When it first appeared in 1979, the Bob Dylan Live at Budokan release garnered mixed reviews. It did go gold and receive some praise, particularly in Europe, but many listeners derided its radical rearrangements of classic material as well as its use of backup singers and brassy, big-band instrumentation. Dylan may have been in Japan, but it seemed to a lot of people as if he’d gone to Las Vegas.
Of course, when he gave these performances, he already had a history of reinventing his material in concert—just listen to his renditions of songs like “Lay Lady Lay” and “Shelter from the Storm” on 1976’s Hard Rain, for example. So, nobody should have been shocked by his Budokan renditions.
That said, these performances—culled from Dylan’s first concert series in Japan—are a million miles from the songs’ original studio versions. His group occasionally sounds like the 1970s Saturday Night Live house band, and the beginning of “One of Us Must Know (Sooner or Later)” could be mistaken for something out of Fleetwood Mac. “All Along the Watchtower,” meanwhile, features prominent flute while saxophone plays a major role in many other tracks.

* * * * * * *

> [WRITTEN INSTRUCTION 1]:
According to the passage about Live at Budokan, in what year did the release first appear?
> [WRITTEN INSTRUCTION 2]:
Please say whether each statement agrees with the passage about Live at Budokan, answering yes or no and quoting the deciding words: (a) The release went gold. (b) The performances come from Dylan's first concert series in Japan. (c) Saxophone is the prominent instrument on "All Along the Watchtower."
The lines after the passage about Live at Budokan aren't needed.

> [DATASET EXCERPTS]:
* * * * * * *

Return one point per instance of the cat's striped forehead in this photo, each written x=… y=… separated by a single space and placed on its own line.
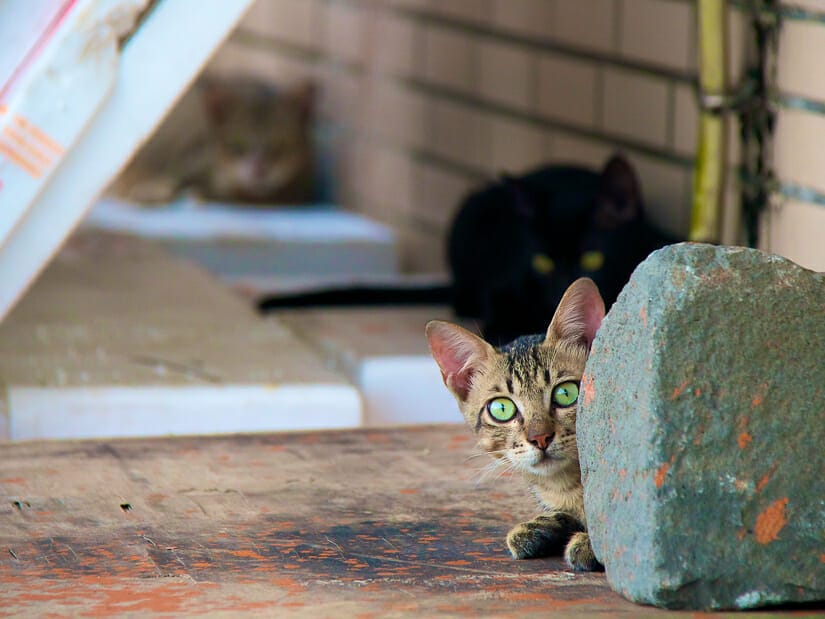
x=530 y=361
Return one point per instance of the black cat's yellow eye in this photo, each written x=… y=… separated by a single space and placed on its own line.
x=543 y=264
x=566 y=394
x=501 y=409
x=592 y=261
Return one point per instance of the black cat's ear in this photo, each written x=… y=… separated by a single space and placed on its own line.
x=305 y=96
x=619 y=198
x=460 y=355
x=579 y=314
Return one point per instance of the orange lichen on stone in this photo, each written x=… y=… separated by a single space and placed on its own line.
x=771 y=521
x=659 y=478
x=678 y=391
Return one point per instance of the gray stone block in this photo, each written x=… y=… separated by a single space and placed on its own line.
x=701 y=431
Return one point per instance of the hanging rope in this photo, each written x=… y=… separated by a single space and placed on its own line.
x=757 y=116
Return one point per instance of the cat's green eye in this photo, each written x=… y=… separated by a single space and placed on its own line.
x=566 y=394
x=502 y=409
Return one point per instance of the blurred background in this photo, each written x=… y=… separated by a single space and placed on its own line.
x=304 y=145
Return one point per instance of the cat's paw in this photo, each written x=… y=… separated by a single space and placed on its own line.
x=543 y=536
x=579 y=554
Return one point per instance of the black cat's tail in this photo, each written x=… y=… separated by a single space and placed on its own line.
x=372 y=295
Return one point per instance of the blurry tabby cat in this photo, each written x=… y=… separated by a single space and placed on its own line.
x=229 y=140
x=520 y=400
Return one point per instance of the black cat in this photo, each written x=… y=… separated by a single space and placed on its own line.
x=516 y=245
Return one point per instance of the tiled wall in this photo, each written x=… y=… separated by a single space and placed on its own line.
x=795 y=225
x=425 y=99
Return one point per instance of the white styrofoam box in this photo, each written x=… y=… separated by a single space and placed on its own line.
x=404 y=390
x=273 y=249
x=83 y=69
x=385 y=354
x=105 y=412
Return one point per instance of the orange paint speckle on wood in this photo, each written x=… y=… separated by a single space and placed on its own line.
x=765 y=479
x=771 y=521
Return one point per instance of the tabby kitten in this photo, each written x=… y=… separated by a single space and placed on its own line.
x=236 y=140
x=521 y=400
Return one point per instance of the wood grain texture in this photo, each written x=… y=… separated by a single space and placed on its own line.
x=325 y=524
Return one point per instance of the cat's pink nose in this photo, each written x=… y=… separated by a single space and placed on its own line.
x=541 y=440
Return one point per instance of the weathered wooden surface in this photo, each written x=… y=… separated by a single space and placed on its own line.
x=326 y=524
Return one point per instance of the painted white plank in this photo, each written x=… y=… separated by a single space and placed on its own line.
x=104 y=412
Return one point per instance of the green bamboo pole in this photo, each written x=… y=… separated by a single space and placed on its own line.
x=709 y=171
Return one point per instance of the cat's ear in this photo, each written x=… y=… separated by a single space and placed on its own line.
x=619 y=196
x=305 y=96
x=459 y=354
x=579 y=314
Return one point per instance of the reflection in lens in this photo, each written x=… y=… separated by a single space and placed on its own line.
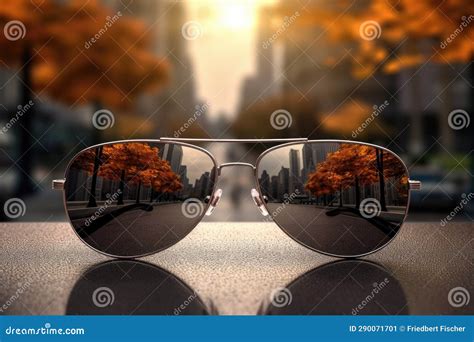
x=130 y=199
x=343 y=199
x=349 y=287
x=132 y=288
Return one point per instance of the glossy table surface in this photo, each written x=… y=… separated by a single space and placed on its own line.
x=235 y=268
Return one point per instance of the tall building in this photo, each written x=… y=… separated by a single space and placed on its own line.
x=265 y=183
x=283 y=182
x=173 y=153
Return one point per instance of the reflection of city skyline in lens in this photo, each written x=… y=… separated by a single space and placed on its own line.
x=124 y=199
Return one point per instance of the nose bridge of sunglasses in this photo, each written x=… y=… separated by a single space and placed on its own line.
x=213 y=200
x=258 y=200
x=224 y=165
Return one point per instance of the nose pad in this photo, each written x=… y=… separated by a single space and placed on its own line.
x=257 y=199
x=213 y=201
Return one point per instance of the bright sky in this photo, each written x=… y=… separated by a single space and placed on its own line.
x=224 y=52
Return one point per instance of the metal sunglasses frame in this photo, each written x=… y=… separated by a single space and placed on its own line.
x=258 y=197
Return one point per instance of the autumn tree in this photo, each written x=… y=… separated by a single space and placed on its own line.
x=394 y=35
x=354 y=165
x=53 y=58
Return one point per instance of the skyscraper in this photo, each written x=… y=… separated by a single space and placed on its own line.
x=173 y=153
x=294 y=174
x=265 y=183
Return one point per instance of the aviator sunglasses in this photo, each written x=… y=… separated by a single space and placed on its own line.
x=132 y=198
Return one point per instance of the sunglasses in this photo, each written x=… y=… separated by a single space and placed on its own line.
x=132 y=198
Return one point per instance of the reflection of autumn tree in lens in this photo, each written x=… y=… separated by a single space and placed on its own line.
x=52 y=60
x=354 y=165
x=138 y=164
x=90 y=161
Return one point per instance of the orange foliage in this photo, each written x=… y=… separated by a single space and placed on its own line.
x=67 y=66
x=139 y=163
x=411 y=32
x=351 y=164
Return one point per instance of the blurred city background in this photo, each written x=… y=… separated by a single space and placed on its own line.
x=395 y=73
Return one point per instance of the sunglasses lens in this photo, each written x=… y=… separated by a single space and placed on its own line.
x=343 y=199
x=135 y=198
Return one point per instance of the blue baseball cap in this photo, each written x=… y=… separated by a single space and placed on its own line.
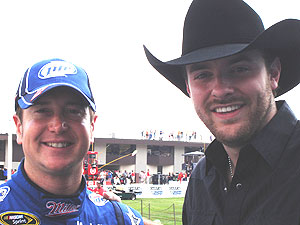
x=48 y=74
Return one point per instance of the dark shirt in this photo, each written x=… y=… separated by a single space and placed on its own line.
x=265 y=189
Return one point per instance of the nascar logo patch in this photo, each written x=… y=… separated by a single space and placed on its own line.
x=20 y=218
x=3 y=192
x=57 y=69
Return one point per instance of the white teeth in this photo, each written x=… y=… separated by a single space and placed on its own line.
x=57 y=145
x=227 y=109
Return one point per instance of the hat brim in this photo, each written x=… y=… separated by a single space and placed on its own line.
x=27 y=100
x=282 y=39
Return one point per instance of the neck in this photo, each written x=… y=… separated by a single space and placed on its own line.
x=233 y=154
x=66 y=184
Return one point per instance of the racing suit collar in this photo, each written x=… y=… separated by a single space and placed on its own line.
x=48 y=204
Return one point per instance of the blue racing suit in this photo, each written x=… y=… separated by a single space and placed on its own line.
x=23 y=202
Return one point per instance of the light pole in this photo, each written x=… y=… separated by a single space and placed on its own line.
x=130 y=154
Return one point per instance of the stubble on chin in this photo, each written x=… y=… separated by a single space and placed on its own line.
x=241 y=133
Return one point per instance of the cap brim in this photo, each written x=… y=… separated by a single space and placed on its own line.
x=28 y=100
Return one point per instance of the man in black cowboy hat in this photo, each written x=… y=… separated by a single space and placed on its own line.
x=232 y=69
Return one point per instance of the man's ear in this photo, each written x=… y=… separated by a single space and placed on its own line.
x=187 y=87
x=275 y=71
x=19 y=129
x=92 y=128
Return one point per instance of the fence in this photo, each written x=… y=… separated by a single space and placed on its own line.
x=165 y=216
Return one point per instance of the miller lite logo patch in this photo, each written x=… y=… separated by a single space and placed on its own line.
x=57 y=69
x=3 y=192
x=133 y=218
x=61 y=208
x=20 y=218
x=97 y=199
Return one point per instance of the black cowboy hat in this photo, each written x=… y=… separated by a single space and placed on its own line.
x=218 y=28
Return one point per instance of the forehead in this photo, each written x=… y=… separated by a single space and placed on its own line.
x=251 y=56
x=62 y=95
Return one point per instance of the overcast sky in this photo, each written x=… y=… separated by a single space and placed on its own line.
x=106 y=38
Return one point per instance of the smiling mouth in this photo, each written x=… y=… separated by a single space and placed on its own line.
x=227 y=109
x=57 y=144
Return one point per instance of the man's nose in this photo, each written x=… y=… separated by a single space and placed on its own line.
x=222 y=87
x=57 y=124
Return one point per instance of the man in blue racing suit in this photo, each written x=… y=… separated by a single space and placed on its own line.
x=55 y=117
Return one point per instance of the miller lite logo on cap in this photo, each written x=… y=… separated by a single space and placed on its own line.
x=48 y=74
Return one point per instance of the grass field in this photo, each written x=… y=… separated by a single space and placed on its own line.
x=161 y=209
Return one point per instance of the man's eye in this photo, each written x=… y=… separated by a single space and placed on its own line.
x=75 y=112
x=42 y=110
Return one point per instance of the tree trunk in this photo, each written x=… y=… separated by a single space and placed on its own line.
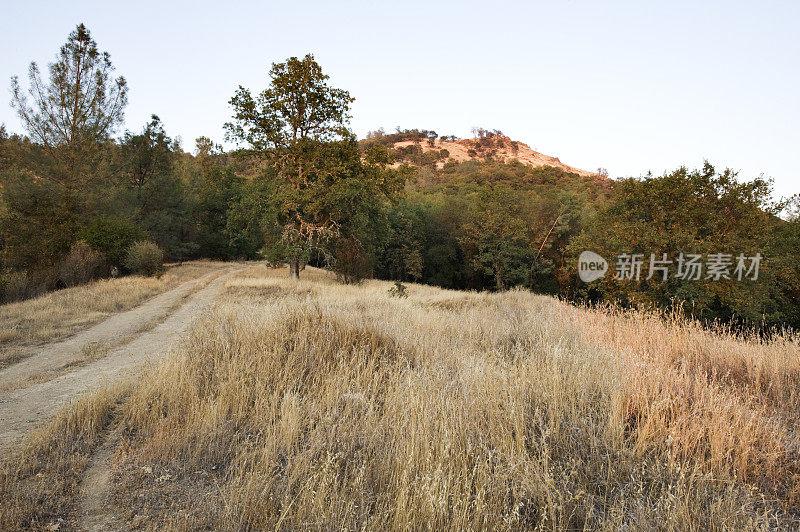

* * * * * * *

> [EXERCISE SOLUTION 1]:
1979

> [EXERCISE SOLUTION 2]:
(a) Yes: "It did go gold"
(b) Yes: "culled from Dylan’s first concert series in Japan"
(c) No: "“All Along the Watchtower,” meanwhile, features prominent flute"